Scale the entries from the line containing "as in (546,212)." through the end of the entries. Give those lines again in full, requests included, with every output coordinate multiplied by 1.85 and rounded to a whole number (halves up), and leave the numbers in the requests unchanged.

● Provided records:
============
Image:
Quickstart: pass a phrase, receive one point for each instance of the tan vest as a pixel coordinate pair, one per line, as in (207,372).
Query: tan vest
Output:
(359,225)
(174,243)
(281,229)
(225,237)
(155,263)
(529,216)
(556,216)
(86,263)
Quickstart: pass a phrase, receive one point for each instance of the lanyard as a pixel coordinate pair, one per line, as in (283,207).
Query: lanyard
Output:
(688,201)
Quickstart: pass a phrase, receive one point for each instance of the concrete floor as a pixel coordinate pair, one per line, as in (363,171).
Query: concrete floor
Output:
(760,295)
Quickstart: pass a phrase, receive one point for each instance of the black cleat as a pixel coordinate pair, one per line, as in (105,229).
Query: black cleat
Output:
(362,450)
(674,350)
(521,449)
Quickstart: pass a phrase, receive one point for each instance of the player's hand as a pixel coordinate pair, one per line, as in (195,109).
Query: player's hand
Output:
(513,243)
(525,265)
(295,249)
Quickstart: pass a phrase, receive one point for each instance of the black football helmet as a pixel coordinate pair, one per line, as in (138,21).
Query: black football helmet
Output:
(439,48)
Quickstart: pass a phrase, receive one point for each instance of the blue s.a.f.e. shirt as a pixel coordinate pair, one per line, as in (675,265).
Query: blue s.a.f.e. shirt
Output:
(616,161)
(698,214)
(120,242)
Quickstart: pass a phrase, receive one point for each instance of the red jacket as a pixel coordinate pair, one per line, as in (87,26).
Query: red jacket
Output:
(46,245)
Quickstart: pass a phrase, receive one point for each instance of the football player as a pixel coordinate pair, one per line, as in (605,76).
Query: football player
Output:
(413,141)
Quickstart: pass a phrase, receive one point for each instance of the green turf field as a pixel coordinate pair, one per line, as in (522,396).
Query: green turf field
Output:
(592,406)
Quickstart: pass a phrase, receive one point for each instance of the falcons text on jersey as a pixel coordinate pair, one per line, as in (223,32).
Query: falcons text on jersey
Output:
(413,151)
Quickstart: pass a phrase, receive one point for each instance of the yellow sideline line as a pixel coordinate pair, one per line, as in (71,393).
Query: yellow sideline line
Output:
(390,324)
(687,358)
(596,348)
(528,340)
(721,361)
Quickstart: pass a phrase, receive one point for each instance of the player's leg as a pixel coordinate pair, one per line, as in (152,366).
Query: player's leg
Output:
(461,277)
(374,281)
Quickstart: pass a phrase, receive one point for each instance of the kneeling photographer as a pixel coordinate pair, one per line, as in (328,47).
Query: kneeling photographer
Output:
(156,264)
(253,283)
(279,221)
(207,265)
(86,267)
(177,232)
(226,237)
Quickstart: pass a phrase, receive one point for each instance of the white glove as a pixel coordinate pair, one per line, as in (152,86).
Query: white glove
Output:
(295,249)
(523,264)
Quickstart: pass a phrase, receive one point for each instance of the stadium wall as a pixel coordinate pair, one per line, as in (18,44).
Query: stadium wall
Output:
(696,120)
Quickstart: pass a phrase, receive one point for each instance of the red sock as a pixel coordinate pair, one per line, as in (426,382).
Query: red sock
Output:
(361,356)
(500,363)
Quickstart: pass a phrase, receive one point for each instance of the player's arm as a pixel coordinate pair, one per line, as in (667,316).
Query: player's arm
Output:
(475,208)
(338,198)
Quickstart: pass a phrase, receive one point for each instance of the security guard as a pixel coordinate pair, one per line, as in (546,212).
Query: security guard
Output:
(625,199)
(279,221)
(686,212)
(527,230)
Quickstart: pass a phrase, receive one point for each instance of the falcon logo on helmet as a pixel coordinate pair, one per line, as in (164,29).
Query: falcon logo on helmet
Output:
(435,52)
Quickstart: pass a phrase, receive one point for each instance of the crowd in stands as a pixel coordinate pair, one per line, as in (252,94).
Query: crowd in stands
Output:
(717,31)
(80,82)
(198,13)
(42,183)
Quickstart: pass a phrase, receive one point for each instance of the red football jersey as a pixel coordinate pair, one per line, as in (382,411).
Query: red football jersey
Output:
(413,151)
============
● Task output:
Quickstart: pass a phrase, receive one point for each instance of the security guard as a pixel coordinate pair, one per line, as in (546,212).
Query: security guard
Output:
(1156,368)
(516,409)
(1269,392)
(975,426)
Quickstart: pass a phrase, receive one point for each instance of the falcon logo on helmet as a pixel coordinate pair, one per line, as in (164,29).
Query: falcon logo on helmet
Output:
(805,96)
Quickstart: pass a phrase, receive one point for each instance of the crowd in stands as a pixel coordinate pair, one per line, as in (252,94).
Query: crowd in stands
Output:
(1326,57)
(148,152)
(366,24)
(78,339)
Quickstart: pass a phrase, receive one point for each instance of the red football jersey as a pixel coordinate pair, one per line, as in (382,411).
Query: red football jersey
Output:
(764,279)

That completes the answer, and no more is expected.